>> BEGIN Data excerpts

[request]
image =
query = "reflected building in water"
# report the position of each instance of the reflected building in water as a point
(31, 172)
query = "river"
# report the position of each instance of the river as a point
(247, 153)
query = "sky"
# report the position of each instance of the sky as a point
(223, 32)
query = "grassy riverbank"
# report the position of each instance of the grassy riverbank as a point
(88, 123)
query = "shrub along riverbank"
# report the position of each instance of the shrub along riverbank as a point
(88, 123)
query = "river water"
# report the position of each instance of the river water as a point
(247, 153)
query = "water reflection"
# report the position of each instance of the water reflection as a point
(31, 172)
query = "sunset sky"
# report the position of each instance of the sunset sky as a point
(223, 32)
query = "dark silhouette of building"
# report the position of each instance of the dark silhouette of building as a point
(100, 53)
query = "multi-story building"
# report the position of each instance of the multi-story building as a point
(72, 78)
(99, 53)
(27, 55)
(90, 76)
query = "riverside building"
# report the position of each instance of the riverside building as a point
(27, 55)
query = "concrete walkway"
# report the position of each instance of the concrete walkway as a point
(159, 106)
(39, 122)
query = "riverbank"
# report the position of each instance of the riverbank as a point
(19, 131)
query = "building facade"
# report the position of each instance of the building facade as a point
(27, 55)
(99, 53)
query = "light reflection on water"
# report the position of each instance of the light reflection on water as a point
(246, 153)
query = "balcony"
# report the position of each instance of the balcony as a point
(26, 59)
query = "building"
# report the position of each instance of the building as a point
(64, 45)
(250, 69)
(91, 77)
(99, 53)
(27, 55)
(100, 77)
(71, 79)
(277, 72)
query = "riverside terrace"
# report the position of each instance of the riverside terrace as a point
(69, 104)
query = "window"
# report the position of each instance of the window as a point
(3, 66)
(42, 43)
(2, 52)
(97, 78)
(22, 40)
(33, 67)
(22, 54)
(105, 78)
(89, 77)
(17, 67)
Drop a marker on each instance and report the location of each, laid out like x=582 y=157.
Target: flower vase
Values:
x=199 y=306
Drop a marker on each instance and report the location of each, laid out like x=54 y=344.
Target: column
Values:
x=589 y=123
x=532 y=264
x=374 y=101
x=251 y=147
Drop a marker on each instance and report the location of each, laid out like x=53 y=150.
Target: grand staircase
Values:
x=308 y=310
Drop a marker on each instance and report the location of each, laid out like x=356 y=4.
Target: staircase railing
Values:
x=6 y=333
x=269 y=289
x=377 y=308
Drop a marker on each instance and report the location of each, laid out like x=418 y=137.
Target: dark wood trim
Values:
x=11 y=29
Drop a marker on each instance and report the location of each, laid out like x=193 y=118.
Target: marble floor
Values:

>> END Data excerpts

- _Work required_
Can you reproduce all of the data above line for line, without changing a single character?

- _Answer to this task_
[request]
image =
query = "reflected building in water"
# report the position of each instance of the reflected building in water as a point
(31, 172)
query = "river"
# report the position of each instance of the river as a point
(247, 153)
query = "sky"
# report the position of each instance of the sky as a point
(223, 32)
query = "grassy riverbank"
# report the position of each instance of the grassy riverbank as a point
(88, 123)
query = "shrub along riverbank"
# report the position of each instance of the shrub along riverbank as a point
(88, 123)
query = "river water"
# report the position of each instance of the river water as a point
(247, 153)
query = "water reflection"
# report the position of each instance of the water reflection as a point
(31, 172)
query = "sunset sky"
# report the position of each instance of the sunset sky as a point
(223, 32)
query = "dark silhouette of building"
# report the position of each instance of the dark silhouette of building as a point
(100, 53)
query = "multi-story building"
# report the position of each instance of the multi-story building as a point
(72, 78)
(99, 53)
(27, 55)
(90, 76)
query = "riverside building"
# report the position of each instance of the riverside building as a point
(27, 55)
query = "concrete walkway"
# report the position of each instance of the concrete walkway as a point
(159, 106)
(39, 122)
query = "riverbank"
# report the position of each instance of the riverbank as a point
(19, 131)
query = "building facade"
# report the position of each instance of the building facade as a point
(27, 55)
(99, 53)
query = "light reflection on water"
# report the position of each instance of the light reflection on water as a point
(246, 153)
query = "balcony"
# report the position of each instance of the balcony as a point
(26, 59)
query = "building"
# report the position of each instance of the building as a point
(64, 45)
(250, 69)
(91, 77)
(99, 53)
(27, 55)
(100, 77)
(71, 79)
(277, 72)
query = "riverside terrace"
# report the position of each instance of the riverside terrace as a point
(69, 104)
query = "window"
# report the position of each instance of the window as a point
(3, 66)
(42, 43)
(2, 52)
(97, 78)
(22, 40)
(33, 67)
(22, 54)
(105, 78)
(89, 77)
(17, 67)
Drop a marker on each instance and report the location of each, laid out like x=582 y=157.
Target: flower vase
Values:
x=199 y=306
Drop a marker on each instance and report the location of each, laid out like x=54 y=344.
Target: column
Values:
x=589 y=123
x=532 y=264
x=374 y=101
x=251 y=147
Drop a marker on each instance and report the location of each, laid out like x=53 y=150.
Target: grand staircase
Values:
x=308 y=310
Drop a marker on each instance and report the location of each, laid out like x=356 y=4.
Target: staircase railing
Values:
x=6 y=333
x=269 y=289
x=377 y=308
Drop a marker on each instance and report the location of each, laid out like x=418 y=137.
Target: dark wood trim
Values:
x=11 y=29
Drop a marker on each instance and report the location of each, laid out like x=193 y=118.
Target: marble floor
Values:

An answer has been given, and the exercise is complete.